→ Saved entries:
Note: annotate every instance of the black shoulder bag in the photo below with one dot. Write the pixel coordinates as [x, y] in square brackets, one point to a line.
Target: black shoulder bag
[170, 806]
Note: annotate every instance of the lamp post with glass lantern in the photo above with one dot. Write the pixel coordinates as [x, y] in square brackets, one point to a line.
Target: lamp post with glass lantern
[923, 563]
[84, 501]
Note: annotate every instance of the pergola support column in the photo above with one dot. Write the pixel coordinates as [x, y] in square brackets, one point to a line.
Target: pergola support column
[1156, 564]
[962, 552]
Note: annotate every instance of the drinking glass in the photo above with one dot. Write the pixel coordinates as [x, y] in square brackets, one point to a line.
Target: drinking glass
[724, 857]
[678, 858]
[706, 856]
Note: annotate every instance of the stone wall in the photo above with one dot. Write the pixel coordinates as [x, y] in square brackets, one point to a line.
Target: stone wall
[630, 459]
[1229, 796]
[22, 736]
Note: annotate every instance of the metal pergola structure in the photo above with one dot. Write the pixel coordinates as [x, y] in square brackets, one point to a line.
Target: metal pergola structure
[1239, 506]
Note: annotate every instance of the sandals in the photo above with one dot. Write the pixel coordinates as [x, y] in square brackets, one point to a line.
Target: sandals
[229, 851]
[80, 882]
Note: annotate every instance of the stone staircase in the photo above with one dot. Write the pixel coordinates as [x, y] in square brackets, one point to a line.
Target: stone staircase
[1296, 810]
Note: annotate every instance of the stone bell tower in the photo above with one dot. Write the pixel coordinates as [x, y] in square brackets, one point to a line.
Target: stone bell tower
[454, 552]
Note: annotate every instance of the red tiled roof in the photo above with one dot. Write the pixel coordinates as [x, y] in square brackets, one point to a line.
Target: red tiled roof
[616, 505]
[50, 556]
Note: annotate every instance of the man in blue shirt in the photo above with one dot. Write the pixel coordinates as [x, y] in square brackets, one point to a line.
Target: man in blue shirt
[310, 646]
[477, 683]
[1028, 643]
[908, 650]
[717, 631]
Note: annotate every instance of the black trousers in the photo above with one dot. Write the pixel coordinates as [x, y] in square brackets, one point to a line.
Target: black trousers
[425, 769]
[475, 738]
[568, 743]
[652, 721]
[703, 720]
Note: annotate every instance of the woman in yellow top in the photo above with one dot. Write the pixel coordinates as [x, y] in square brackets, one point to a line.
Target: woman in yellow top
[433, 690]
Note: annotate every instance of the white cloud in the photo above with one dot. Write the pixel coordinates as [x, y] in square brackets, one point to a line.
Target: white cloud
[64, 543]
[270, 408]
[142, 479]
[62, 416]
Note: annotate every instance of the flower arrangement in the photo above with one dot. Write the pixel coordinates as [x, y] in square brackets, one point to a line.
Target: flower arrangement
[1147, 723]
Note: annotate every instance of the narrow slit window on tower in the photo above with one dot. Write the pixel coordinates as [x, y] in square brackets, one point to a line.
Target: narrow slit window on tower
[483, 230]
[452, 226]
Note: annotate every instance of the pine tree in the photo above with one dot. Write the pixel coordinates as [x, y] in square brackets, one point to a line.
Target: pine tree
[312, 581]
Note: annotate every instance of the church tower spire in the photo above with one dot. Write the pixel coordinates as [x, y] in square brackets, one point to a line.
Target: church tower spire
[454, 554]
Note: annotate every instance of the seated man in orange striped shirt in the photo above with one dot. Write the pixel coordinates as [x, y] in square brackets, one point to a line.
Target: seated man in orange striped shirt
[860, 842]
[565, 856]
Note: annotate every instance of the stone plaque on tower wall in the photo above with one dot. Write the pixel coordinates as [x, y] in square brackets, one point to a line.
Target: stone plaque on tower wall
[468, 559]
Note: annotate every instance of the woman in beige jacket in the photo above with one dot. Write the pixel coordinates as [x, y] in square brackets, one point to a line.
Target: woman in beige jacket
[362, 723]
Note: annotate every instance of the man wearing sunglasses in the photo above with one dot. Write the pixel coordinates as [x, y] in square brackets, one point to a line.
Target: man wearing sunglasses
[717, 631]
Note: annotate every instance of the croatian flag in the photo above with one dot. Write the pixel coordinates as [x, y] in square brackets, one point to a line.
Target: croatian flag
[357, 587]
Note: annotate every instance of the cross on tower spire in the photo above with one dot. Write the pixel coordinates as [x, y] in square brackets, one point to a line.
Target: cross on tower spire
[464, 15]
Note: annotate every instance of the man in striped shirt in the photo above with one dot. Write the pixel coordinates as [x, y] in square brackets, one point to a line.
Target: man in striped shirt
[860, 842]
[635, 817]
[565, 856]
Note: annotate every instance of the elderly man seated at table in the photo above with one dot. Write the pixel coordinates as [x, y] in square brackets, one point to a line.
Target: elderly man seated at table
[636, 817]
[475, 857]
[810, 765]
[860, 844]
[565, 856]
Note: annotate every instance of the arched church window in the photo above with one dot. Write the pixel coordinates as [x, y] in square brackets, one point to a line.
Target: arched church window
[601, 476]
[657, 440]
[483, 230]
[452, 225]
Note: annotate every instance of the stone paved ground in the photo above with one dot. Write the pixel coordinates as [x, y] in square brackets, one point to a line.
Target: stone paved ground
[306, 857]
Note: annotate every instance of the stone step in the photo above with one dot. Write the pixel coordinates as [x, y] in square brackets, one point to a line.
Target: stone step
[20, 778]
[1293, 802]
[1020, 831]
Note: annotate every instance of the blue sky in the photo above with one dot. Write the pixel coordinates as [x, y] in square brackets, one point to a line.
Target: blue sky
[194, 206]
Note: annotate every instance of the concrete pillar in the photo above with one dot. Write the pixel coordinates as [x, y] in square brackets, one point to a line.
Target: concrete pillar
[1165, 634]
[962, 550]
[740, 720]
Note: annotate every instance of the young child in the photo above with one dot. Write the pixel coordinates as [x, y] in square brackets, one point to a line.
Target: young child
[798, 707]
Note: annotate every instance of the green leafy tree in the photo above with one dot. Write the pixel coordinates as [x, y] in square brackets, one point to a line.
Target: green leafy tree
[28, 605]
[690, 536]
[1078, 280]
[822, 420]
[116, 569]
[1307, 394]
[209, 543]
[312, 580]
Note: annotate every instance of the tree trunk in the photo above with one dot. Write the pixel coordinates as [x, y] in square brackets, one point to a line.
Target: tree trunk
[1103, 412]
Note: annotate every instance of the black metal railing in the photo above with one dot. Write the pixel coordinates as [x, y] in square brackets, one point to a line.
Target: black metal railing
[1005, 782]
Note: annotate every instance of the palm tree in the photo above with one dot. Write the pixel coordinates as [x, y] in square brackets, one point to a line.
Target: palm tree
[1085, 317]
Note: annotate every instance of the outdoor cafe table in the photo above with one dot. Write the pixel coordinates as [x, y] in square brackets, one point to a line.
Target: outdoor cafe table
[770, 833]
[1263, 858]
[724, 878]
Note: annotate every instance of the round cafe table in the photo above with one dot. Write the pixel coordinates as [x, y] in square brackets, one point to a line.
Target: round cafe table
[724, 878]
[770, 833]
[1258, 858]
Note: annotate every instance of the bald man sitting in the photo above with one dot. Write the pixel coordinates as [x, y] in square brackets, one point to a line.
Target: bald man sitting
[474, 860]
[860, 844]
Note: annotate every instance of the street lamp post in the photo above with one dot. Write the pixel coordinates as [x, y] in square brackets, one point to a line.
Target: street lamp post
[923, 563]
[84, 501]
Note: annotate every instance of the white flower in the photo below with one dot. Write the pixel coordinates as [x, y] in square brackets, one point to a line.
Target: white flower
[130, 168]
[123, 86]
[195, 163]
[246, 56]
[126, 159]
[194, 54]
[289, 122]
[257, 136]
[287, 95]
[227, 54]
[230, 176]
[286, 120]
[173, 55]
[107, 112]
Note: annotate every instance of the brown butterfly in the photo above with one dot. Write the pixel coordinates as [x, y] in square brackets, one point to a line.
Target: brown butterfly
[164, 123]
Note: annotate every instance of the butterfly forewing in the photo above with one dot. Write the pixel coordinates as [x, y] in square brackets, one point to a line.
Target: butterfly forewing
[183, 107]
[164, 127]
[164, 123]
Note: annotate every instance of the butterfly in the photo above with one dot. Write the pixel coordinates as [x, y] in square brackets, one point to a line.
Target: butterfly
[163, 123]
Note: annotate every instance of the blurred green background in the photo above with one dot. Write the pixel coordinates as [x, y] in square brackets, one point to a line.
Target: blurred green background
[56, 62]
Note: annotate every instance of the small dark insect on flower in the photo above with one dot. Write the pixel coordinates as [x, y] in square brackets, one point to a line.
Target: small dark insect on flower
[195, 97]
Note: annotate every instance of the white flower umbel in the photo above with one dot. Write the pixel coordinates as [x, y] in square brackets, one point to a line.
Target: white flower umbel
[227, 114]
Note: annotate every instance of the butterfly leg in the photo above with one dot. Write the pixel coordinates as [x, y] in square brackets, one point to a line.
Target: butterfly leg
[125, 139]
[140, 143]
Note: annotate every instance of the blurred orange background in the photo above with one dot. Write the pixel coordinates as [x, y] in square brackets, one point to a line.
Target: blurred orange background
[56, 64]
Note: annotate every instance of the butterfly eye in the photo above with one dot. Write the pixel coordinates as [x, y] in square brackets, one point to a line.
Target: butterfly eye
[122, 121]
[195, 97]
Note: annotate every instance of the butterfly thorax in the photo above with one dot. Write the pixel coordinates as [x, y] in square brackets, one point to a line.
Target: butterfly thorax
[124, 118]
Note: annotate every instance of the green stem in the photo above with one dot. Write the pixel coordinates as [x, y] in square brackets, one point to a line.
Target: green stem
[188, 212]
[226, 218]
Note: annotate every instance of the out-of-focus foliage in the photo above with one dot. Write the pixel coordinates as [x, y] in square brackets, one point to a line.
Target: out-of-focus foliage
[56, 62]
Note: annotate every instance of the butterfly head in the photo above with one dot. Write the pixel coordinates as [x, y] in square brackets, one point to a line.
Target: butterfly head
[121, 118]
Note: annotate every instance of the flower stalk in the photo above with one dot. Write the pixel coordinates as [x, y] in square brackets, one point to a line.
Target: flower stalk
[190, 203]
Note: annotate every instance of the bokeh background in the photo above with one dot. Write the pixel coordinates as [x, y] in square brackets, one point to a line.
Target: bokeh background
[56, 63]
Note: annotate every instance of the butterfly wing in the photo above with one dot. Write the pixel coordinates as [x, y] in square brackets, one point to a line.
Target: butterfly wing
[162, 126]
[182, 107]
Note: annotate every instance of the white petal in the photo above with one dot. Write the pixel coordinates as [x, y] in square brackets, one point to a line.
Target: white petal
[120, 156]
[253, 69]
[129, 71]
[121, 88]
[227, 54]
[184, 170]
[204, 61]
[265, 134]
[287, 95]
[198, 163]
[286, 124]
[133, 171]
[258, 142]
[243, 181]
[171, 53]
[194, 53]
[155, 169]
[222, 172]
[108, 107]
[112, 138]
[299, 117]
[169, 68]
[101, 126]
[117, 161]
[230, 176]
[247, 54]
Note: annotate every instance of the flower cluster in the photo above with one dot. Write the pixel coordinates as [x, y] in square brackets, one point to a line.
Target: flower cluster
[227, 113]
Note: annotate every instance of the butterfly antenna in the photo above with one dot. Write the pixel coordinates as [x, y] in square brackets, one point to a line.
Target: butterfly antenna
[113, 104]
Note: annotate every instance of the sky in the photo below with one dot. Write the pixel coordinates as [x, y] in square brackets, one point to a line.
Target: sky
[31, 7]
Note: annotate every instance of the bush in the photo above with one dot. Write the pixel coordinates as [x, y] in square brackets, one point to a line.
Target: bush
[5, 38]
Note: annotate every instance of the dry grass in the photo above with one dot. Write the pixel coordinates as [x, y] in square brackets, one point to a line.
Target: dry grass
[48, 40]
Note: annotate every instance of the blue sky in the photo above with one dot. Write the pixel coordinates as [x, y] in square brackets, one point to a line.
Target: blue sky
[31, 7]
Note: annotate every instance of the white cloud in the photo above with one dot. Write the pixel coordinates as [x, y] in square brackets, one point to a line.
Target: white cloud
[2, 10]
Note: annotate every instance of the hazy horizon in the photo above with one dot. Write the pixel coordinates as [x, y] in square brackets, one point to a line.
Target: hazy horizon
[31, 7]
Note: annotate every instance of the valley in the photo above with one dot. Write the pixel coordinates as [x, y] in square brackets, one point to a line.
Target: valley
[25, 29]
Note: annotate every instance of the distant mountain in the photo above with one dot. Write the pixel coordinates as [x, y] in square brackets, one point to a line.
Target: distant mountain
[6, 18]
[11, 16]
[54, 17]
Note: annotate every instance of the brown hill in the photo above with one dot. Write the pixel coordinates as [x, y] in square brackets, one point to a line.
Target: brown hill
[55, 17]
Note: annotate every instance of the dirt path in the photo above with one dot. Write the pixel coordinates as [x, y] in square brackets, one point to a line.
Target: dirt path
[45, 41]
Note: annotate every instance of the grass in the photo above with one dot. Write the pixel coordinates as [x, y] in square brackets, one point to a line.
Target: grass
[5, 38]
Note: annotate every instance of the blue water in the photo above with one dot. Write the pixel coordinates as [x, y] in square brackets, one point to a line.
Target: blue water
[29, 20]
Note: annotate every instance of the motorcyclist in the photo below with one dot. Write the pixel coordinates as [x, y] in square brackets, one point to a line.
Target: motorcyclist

→ INSTRUCTIONS FOR THE TASK: Lines from the top of the entries above to the line that contains "Note: annotate every instance of the pergola" should be set down exactly, please, with both ends kept and nothing added.

→ EXERCISE RESPONSE:
Note: annotate every instance of the black shoulder bag in the photo below with one dot. Write the pixel coordinates as [x, y] in square brackets, one point to a line.
Target: black shoulder bag
[170, 806]
Note: annotate every instance of the lamp post with glass lantern in the photo above with one dot. Write the pixel coordinates as [x, y] in square brackets, one point to a line.
Target: lamp post with glass lantern
[923, 563]
[84, 501]
Note: annotate every instance of the pergola support column in the photo above with one dot. Write the pixel coordinates as [x, y] in square brackets, one point to a line.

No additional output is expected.